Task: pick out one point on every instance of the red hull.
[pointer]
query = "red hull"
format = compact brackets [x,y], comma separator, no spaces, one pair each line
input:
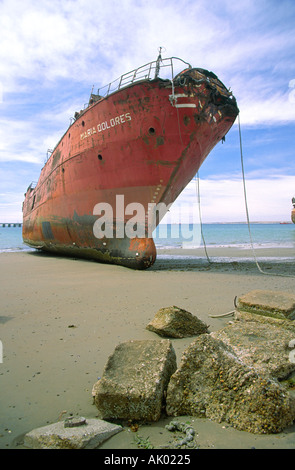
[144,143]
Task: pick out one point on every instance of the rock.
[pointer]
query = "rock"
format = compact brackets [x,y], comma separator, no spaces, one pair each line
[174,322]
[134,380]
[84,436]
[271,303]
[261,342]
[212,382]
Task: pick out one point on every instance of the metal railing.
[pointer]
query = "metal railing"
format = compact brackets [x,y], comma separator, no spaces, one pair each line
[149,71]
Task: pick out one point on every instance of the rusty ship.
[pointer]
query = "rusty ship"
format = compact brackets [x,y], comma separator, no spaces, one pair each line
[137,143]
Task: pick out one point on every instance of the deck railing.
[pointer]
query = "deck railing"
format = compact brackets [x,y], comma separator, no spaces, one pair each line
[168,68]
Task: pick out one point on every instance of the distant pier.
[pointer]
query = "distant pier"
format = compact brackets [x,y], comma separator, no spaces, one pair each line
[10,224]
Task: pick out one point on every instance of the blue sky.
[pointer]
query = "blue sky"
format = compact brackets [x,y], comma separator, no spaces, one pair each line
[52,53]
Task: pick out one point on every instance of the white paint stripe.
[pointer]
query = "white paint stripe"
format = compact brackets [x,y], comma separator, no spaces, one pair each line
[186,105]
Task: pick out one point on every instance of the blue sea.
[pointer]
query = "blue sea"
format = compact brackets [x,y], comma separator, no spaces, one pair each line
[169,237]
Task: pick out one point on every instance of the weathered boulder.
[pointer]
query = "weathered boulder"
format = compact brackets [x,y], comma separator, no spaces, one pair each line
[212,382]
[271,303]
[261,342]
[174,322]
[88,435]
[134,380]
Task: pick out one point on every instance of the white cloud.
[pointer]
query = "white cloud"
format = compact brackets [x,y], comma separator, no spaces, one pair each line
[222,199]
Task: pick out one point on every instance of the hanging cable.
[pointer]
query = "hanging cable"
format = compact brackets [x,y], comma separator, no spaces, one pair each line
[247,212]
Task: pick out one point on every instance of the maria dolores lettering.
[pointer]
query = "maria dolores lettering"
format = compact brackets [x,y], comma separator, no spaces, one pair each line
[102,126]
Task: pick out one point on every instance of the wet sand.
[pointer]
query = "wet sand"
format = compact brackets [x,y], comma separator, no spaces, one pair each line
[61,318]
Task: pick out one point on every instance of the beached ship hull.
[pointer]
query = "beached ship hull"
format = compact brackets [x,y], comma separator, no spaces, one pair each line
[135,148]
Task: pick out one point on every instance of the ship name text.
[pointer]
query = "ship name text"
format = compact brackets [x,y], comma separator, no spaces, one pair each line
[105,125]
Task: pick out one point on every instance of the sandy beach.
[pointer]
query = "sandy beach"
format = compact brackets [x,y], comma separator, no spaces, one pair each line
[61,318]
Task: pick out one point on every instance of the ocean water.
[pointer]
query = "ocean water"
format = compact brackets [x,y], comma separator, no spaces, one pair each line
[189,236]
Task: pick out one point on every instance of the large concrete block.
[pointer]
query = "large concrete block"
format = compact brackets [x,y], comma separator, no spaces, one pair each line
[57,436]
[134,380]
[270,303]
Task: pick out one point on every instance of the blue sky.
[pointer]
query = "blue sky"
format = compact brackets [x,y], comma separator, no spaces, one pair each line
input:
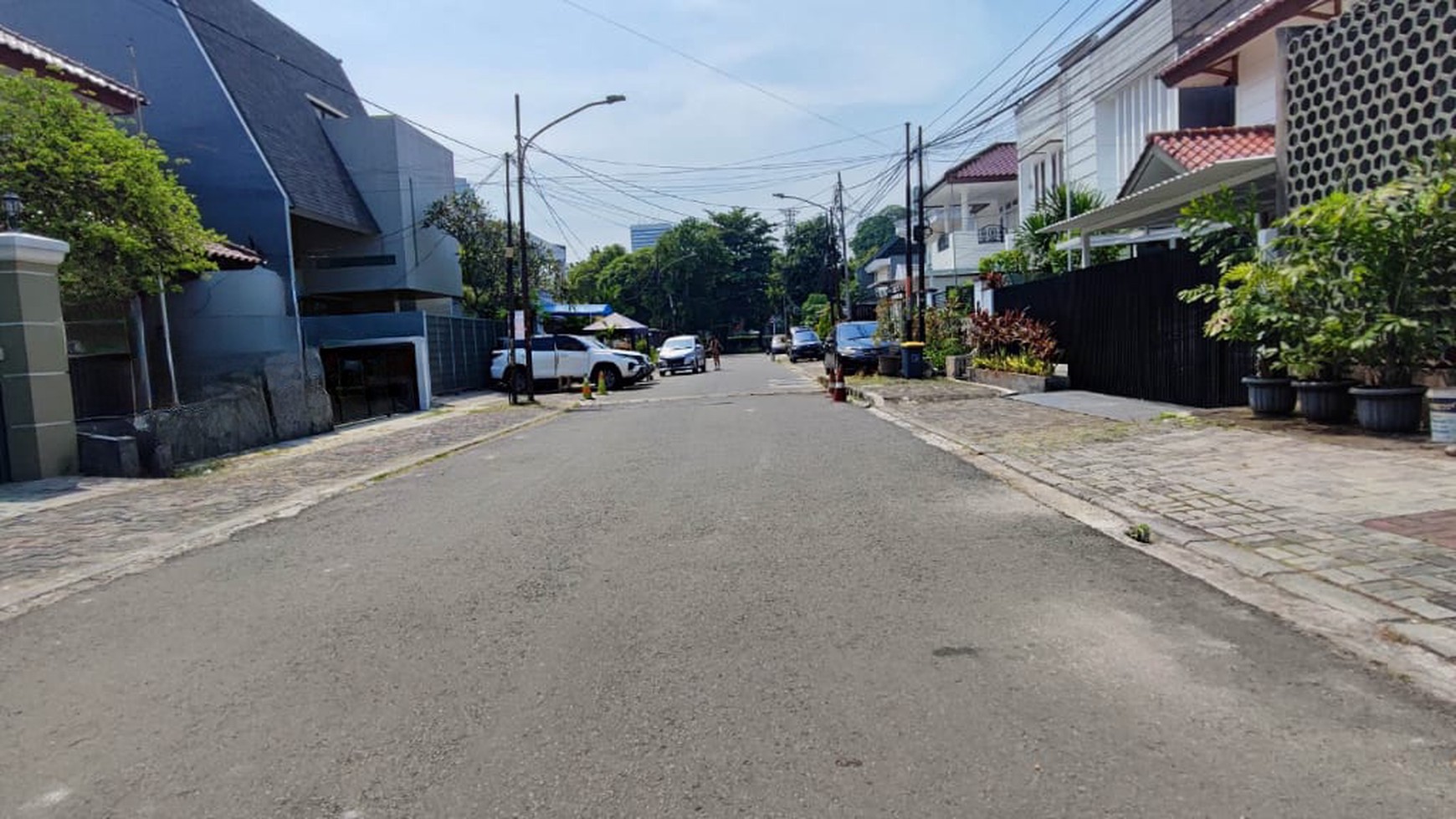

◆ **BRIEF**
Pictures aside, give the data again exactly as it appears.

◆ **ANSWER**
Task: pick out one point on every instance of the red hull.
[pointer]
query = "red hull"
format = compact brackets [x,y], comma separator, no spaces, one pair each line
input:
[144,143]
Task: pick out one point on every instance of the rock.
[pointer]
query = "rock"
format = compact brackets [x,y], comma separator, no spaces, one pair each line
[174,322]
[134,380]
[84,436]
[271,303]
[261,342]
[212,382]
Task: pick out one point on every instance of the metal railing.
[pointer]
query = "metal railing"
format = compact brackets [x,y], comma separator, no spaces, one pair each line
[149,71]
Task: pick out one point on every instance of the rusty ship.
[pointer]
query = "rusty ship"
format = compact brackets [x,y], comma separator, no spaces, one pair each line
[137,143]
Task: pick out one point on every instance of the deck railing.
[pointer]
query = "deck railing"
format = compact brackets [x,y], comma separator, no spaces, one pair each line
[168,68]
Task: pick out one point on every instance of the distant pier.
[pointer]
query = "distant pier"
format = compact brackets [x,y], comma separator, no spaces, one pair each line
[10,224]
Task: pick out one point on every instance of the blue sky.
[pointer]
query = "blue sky"
format = compact brackets [x,y], comma separator, no spaces, one pair each line
[52,53]
Task: pick out one point on every instance of the white paint stripe.
[pointer]
query = "white paint stripe"
format = compact brackets [x,y], comma separator, no spaces, one pair each line
[186,105]
Task: pick out one point on every instance of the blue sea.
[pointer]
query = "blue sea"
format = compact brackets [x,y], comma separator, no spaces, one pair each line
[169,237]
Task: pick out one point on every instance of the weathered boulder.
[pointer]
query = "weathered boulder"
format = compact brackets [x,y], comma separator, no spaces, one pair each line
[212,382]
[271,303]
[261,342]
[174,322]
[88,435]
[134,380]
Task: pick out one point on every instance of the white cloud.
[pointer]
query = "white cloud"
format = compact brackets [x,y], comma separator, no spaces, one pair each line
[222,199]
Task: pick out one point on every instance of the hanging cable.
[pointer]
query = "hanging cable"
format = compact brackets [x,y], comma separator, no spaces, one pair each line
[247,212]
Task: pick out one point on every instance of the maria dolores lettering.
[pointer]
query = "maria dolores lettering"
format = compact brackets [x,y], comma separator, no spaces, one pair each line
[102,126]
Task: pick out one point on every instance of the wet sand.
[pointer]
query = "wet sand"
format = compact brackets [x,y], comma separator, no spaces, one pair each line
[61,318]
Task: pick out one point on every instance of the beached ship hull.
[pointer]
query = "beached ship hull"
format = compact brackets [x,y], comma separator, no spaces, one pair each line
[135,148]
Task: pick out one point on every instance of the ship name text.
[pointer]
query = "ship name text"
format = compact brackets [x,y], comma separator, no spaces, one pair each line
[105,125]
Task: pick out one point on every instance of the sandy beach.
[pointer]
query = "sandy beach"
format = compact brackets [x,y], comma separator, no spaces, one pair each line
[61,318]
Task: pick out one point on every instance of the ocean water.
[pointer]
query = "ocean water"
format = compact brackets [x,y], comma separator, no spaces, one pair each line
[189,236]
Task: pick out one point on every instance of the large concrete block.
[pointer]
query = "large concrete block"
format = compact brackets [x,y], comma separator, no spaces, one pair each line
[57,436]
[134,380]
[270,303]
Task: pick out one point on every instance of the blue sky.
[pointer]
query = "blue sky"
format = compact brackets [x,y], comma separator, no spaces, one pair each line
input:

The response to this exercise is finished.